[Object location annotation data]

————

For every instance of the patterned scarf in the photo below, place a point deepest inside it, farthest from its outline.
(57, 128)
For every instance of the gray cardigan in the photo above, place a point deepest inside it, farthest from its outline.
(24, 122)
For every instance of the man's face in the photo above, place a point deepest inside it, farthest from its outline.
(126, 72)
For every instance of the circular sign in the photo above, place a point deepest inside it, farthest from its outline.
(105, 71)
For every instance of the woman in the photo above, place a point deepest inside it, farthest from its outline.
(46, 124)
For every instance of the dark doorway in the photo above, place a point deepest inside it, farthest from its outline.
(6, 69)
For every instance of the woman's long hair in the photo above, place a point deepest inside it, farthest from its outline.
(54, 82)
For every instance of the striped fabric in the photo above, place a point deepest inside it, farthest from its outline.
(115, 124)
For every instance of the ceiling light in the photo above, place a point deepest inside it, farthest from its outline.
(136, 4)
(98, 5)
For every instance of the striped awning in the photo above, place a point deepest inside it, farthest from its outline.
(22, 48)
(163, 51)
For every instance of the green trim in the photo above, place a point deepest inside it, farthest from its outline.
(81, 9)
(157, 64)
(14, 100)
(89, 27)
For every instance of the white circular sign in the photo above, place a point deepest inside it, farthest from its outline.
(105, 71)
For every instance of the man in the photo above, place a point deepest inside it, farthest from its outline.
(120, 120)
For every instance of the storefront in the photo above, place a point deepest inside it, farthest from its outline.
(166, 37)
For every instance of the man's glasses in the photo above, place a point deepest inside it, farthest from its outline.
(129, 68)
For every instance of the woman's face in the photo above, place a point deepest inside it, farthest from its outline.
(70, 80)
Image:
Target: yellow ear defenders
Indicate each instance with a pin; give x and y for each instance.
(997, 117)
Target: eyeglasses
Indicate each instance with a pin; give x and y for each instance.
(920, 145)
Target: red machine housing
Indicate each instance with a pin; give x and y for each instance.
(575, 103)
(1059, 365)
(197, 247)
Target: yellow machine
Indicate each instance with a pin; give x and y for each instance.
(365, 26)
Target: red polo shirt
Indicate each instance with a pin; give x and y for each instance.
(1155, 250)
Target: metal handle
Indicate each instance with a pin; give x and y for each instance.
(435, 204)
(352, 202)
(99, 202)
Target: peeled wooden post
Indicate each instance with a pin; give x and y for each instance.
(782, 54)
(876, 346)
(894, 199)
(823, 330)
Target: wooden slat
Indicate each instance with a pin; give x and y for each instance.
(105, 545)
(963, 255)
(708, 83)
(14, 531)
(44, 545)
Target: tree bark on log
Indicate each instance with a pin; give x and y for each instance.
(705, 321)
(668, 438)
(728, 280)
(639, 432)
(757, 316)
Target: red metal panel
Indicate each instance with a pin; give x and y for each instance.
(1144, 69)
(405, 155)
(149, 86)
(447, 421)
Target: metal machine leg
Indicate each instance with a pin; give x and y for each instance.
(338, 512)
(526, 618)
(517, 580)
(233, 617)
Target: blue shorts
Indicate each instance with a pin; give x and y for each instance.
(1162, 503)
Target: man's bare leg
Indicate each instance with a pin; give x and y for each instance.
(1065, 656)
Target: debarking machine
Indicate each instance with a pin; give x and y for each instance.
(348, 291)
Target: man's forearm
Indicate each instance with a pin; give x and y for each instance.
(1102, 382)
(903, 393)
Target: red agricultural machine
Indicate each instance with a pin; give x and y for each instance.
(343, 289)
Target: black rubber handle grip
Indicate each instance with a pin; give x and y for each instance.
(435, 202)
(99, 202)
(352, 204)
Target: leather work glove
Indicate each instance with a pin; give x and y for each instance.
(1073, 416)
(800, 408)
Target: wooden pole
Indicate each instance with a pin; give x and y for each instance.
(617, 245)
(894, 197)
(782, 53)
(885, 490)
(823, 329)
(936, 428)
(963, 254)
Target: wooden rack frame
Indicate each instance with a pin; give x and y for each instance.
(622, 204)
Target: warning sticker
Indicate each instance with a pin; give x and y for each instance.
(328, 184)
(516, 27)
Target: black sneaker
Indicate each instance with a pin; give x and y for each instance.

————

## Task directions:
Word for word, restate all of the data shown above.

## Written solution:
For every instance of the patterned scarf in the photo below, place a point deepest inside it, farthest from its outline.
(57, 128)
For every instance of the gray cardigan in the photo above, place a point deepest inside it, farthest from its outline.
(24, 122)
For every instance of the man's face in the photo above, place a point deepest inside it, farthest from its outline.
(126, 72)
For every instance of the circular sign in the photo above, place a point deepest inside it, farthest from its outline.
(105, 71)
For every instance of the woman in the photo above, place a point deepest inside it, farthest from its outline.
(46, 124)
For every instance of the dark doorway in the photo above, place a point deepest inside it, farthest from its outline.
(6, 69)
For every instance of the woman's long hair in the photo above, place a point deepest inside it, farthest from its outline.
(54, 82)
For every instance of the striped fabric in the photo above, place a point deepest inside it, farthest from its outline.
(115, 124)
For every instance of the ceiling light in the photo above, place a point deepest inside it, farthest from its outline.
(136, 4)
(98, 5)
For every instance of the striped awning in the photo above, place a point deepest inside it, farthest from its outline.
(22, 48)
(163, 51)
For every instance of the green trim in the photo above, place a point deepest inside it, farthest from its outline.
(81, 9)
(157, 64)
(14, 100)
(89, 27)
For every instance of the white circular sign in the photo above, place a point deepest inside it, farthest from its outline.
(105, 71)
For every instance of the man in the photo above, place a point deepest inside it, farthest from its outline.
(120, 120)
For every instance of the storefront in the photo above, place a point deepest inside it, farthest from its outline.
(166, 37)
For every instance of the man's glasses in the photo above, place a point deepest inside it, farthest from its outline.
(129, 68)
For every instance of the woman's face in the photo above, place a point deepest inside it, farthest from its outline.
(70, 80)
Image:
Target: yellow ear defenders
Indicate each instance with a pin; give x and y for each instance.
(997, 117)
Target: eyeglasses
Indicate each instance with a pin; give x and y for each instance.
(920, 145)
Target: red machine housing
Indicate each instance with a pin; give x and y for each instance.
(575, 103)
(1059, 365)
(197, 247)
Target: yellow machine
Indicate each instance with a pin; give x and y for each instance.
(365, 26)
Target: red polo shirt
Indicate each instance with a pin; give x and y for each instance.
(1155, 250)
Target: metal handle
Indicate each instance with a pin; give x and y for each instance.
(435, 204)
(352, 202)
(99, 202)
Target: peeled wooden post
Indicate each instance with a pin; give x and y for each instance.
(782, 54)
(876, 346)
(894, 199)
(823, 330)
Target: wooden slat
Indicate each instance with a pin; give x and y for each instance.
(105, 545)
(963, 255)
(708, 83)
(14, 531)
(44, 545)
Target: tree bark on log
Indicate each instance with a pin; give x and y for each instance.
(705, 321)
(668, 438)
(728, 280)
(639, 432)
(757, 316)
Target: red metal panel
Indicate each instance with a pin; give x and y for each instance.
(1144, 69)
(405, 155)
(149, 86)
(447, 421)
Target: metal machine leg
Indicate each instance with a pin; give x and y for each instance.
(338, 512)
(526, 618)
(517, 580)
(233, 617)
Target: blue shorts
Indicate each instance with a pin; give x and y for each instance.
(1162, 503)
Target: man's bare leg
Indicate each instance with a pin; give x and y for each instance.
(1065, 656)
Target: debarking machine
Indicate each instance with a pin; give x and y for each instance.
(348, 291)
Target: man's forearm
Indicate each instance with a pin; give x and y for each instance.
(1102, 382)
(903, 393)
Target: red agricultural machine
Indicate each instance with a pin; give x and y for each instance.
(343, 289)
Target: black rubber handle grip
Indicate each instance with a pin; give x and y for each instance.
(435, 202)
(99, 202)
(352, 204)
Target: leather work glove
Indicate each instance with a pin; give x and y for each instance.
(1073, 416)
(800, 408)
Target: wooden pole
Indicate each instance with a pin; give x and y for each instance.
(617, 245)
(894, 197)
(782, 53)
(885, 490)
(823, 329)
(936, 428)
(963, 254)
Target: wooden rack frame
Indicate each instance with a pin; give x and y for each instance.
(622, 204)
Target: warning sticker
Indicate each instance with a pin; give x and y for each instance.
(328, 184)
(516, 27)
Target: black sneaker
Indicate each instance with a pin; give x and y for each instance.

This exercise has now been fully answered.